Task prompt >> Copy the following items word for word, including all of the lines listed here.

====== Dataset rows ======

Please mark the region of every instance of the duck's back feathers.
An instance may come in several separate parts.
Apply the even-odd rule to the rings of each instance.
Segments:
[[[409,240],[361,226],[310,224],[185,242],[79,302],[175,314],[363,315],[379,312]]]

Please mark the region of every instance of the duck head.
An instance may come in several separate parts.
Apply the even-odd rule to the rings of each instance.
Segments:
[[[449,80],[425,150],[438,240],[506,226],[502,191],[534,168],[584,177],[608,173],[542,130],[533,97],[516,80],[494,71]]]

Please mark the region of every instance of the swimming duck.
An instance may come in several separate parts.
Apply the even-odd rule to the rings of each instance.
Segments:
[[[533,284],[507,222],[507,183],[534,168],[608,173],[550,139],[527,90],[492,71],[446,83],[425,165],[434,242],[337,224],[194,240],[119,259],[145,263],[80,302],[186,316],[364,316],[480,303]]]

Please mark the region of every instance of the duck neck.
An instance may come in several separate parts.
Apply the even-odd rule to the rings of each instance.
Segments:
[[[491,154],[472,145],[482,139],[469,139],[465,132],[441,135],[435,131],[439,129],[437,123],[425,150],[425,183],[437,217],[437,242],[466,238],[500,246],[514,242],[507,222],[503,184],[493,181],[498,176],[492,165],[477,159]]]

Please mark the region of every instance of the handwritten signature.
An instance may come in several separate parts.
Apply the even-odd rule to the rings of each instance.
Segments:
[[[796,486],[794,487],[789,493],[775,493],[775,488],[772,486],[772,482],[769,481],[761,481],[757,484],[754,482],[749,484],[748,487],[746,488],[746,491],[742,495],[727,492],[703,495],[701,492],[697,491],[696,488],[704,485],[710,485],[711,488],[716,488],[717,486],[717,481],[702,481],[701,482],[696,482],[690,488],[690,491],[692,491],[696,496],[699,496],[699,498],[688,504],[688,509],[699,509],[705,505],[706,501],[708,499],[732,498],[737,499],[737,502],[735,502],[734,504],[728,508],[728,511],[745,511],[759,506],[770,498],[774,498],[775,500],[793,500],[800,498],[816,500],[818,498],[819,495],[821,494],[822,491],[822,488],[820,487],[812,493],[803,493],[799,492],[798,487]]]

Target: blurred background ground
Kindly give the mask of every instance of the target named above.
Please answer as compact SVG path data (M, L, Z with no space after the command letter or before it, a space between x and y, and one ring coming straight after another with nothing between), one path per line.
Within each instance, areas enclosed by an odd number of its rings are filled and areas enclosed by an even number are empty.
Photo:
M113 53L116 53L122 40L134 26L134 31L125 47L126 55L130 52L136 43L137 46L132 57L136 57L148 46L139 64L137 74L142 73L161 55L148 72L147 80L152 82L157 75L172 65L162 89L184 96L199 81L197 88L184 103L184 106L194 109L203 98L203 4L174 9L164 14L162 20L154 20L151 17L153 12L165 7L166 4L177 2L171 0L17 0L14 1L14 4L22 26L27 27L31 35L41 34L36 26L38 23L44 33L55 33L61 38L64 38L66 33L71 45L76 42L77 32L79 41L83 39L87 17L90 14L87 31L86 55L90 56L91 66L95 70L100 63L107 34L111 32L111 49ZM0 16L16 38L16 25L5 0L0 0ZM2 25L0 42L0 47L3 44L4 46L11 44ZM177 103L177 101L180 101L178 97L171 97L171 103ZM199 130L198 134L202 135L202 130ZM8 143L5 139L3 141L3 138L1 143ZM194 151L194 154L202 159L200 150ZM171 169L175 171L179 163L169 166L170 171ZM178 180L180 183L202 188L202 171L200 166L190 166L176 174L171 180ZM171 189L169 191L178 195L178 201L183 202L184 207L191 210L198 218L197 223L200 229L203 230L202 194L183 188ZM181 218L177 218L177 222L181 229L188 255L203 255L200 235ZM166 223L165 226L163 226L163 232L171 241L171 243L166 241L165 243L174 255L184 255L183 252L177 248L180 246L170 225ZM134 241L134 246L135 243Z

======

The answer >>
Please mark the region of every instance of the duck's back feathers.
An instance may come in several separate parts.
Apply the even-odd rule to the rings of each instance.
Segments:
[[[409,240],[361,226],[310,224],[185,242],[79,302],[175,314],[363,315],[379,312]]]

Please mark the region of every instance of the duck head.
An instance may come in several separate parts.
Apply the even-odd rule to the rings of each instance.
Segments:
[[[449,80],[425,150],[438,240],[506,226],[502,191],[534,168],[584,177],[608,173],[542,130],[533,97],[516,80],[494,71]]]

Please mark the region of every instance of the swimming duck.
An instance may come in several separate parts.
Apply the even-odd rule to the rings of each instance.
Segments:
[[[533,284],[507,222],[507,183],[534,168],[608,173],[550,139],[527,90],[492,71],[446,83],[425,165],[434,242],[337,224],[194,240],[119,259],[145,263],[80,302],[186,316],[364,316],[480,303]]]

Please mark the region of every instance of the duck neck.
An instance may come in several separate parts.
Apply the even-odd rule to the rings of each instance.
Segments:
[[[491,154],[472,145],[482,139],[469,139],[465,132],[441,135],[435,131],[439,129],[437,123],[425,150],[425,183],[437,217],[437,242],[466,238],[500,246],[514,242],[507,222],[503,184],[493,181],[498,176],[492,165],[477,159]]]

Please mark the region of every instance of the handwritten signature.
An instance may come in several separate parts.
Apply the even-odd rule to the rings of each instance.
Segments:
[[[796,486],[794,487],[789,493],[775,493],[775,488],[772,486],[772,482],[769,481],[761,481],[757,484],[754,482],[749,484],[748,487],[746,488],[746,491],[742,495],[727,492],[703,495],[701,492],[697,491],[696,488],[704,485],[710,485],[711,488],[716,488],[717,486],[717,481],[702,481],[701,482],[696,482],[690,488],[690,491],[692,491],[696,496],[699,496],[699,498],[688,504],[688,509],[699,509],[705,505],[706,501],[708,499],[732,498],[737,499],[737,502],[735,502],[734,504],[728,508],[728,511],[745,511],[759,506],[770,498],[774,498],[775,500],[793,500],[800,498],[816,500],[818,498],[819,495],[821,494],[822,491],[822,488],[820,487],[812,493],[803,493],[799,492],[798,487]]]

Target: blurred background ground
Kindly give the mask of every instance of the target named above.
Please answer as compact SVG path data (M, L, Z with no space after the command letter or before it, a space between x and y, and one ring coming straight after another with nothing between), one path per line.
Within each instance, areas enclosed by an odd number of its rings are filled and areas enclosed by an even number are empty.
Photo:
M113 53L116 53L122 40L134 26L134 31L125 47L126 55L130 52L136 43L137 46L132 57L136 57L148 46L139 64L137 74L142 73L161 55L148 72L147 80L152 82L157 75L172 65L162 89L184 96L199 81L197 88L184 103L184 106L194 109L203 98L203 4L174 9L164 14L162 20L154 20L151 17L153 12L165 7L166 4L177 2L171 0L17 0L14 1L14 4L22 26L27 27L31 35L41 34L36 26L38 23L44 33L55 33L61 38L64 38L66 33L71 45L76 42L77 32L79 41L83 39L87 17L90 14L87 31L86 55L90 56L91 66L95 70L100 63L107 34L111 32L111 49ZM0 16L16 38L16 25L5 0L0 0ZM2 25L0 42L0 47L3 44L4 46L11 44ZM177 103L177 101L180 101L178 97L171 97L171 103ZM199 130L198 134L202 135L202 130ZM8 143L5 139L3 141L3 138L1 143ZM194 151L194 154L202 159L200 150ZM171 169L175 171L179 163L169 166L170 171ZM178 180L180 183L202 188L202 171L200 166L190 166L176 174L171 180ZM171 189L169 191L178 195L178 201L183 202L184 207L191 210L198 218L197 223L200 229L203 230L202 194L183 188ZM181 218L177 218L177 222L181 229L188 255L203 255L200 235ZM166 223L165 226L163 226L163 232L171 241L171 243L166 241L165 243L174 255L184 255L183 252L177 248L180 246L170 225ZM134 241L134 246L135 243Z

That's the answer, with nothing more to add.